**What you are asked to do:** Turn all of the material below into a JSON list of strings with one string per line, skipping blank lines and leaving the pictures out.

**Data supplied:**
----------------------------------------

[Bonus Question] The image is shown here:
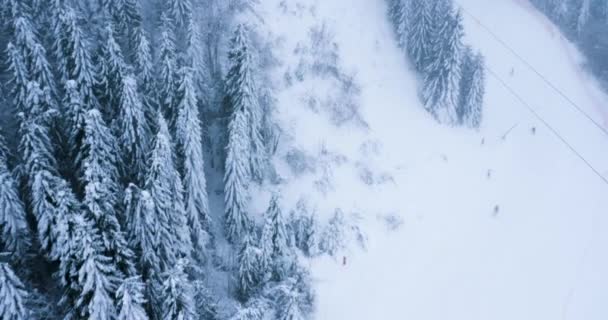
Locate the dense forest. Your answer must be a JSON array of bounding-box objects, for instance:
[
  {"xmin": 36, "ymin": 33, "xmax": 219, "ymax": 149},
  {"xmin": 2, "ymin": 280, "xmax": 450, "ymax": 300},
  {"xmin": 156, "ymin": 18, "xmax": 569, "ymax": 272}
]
[
  {"xmin": 0, "ymin": 0, "xmax": 484, "ymax": 320},
  {"xmin": 389, "ymin": 0, "xmax": 485, "ymax": 128},
  {"xmin": 532, "ymin": 0, "xmax": 608, "ymax": 88},
  {"xmin": 0, "ymin": 0, "xmax": 318, "ymax": 320}
]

----------------------------------------

**Finished answer:**
[
  "[Bonus Question] The image is shown here:",
  "Locate the dense forest. Your answer must be a JSON array of bounding-box objects, for instance:",
  "[",
  "  {\"xmin\": 36, \"ymin\": 33, \"xmax\": 219, \"ymax\": 149},",
  "  {\"xmin\": 2, \"ymin\": 280, \"xmax\": 450, \"ymax\": 300},",
  "  {\"xmin\": 156, \"ymin\": 18, \"xmax\": 569, \"ymax\": 272}",
  "]",
  "[",
  "  {\"xmin\": 0, \"ymin\": 0, \"xmax\": 484, \"ymax\": 320},",
  "  {\"xmin\": 389, \"ymin\": 0, \"xmax\": 485, \"ymax\": 128},",
  "  {\"xmin\": 532, \"ymin\": 0, \"xmax\": 608, \"ymax\": 88},",
  "  {\"xmin\": 0, \"ymin\": 0, \"xmax\": 318, \"ymax\": 320}",
  "]"
]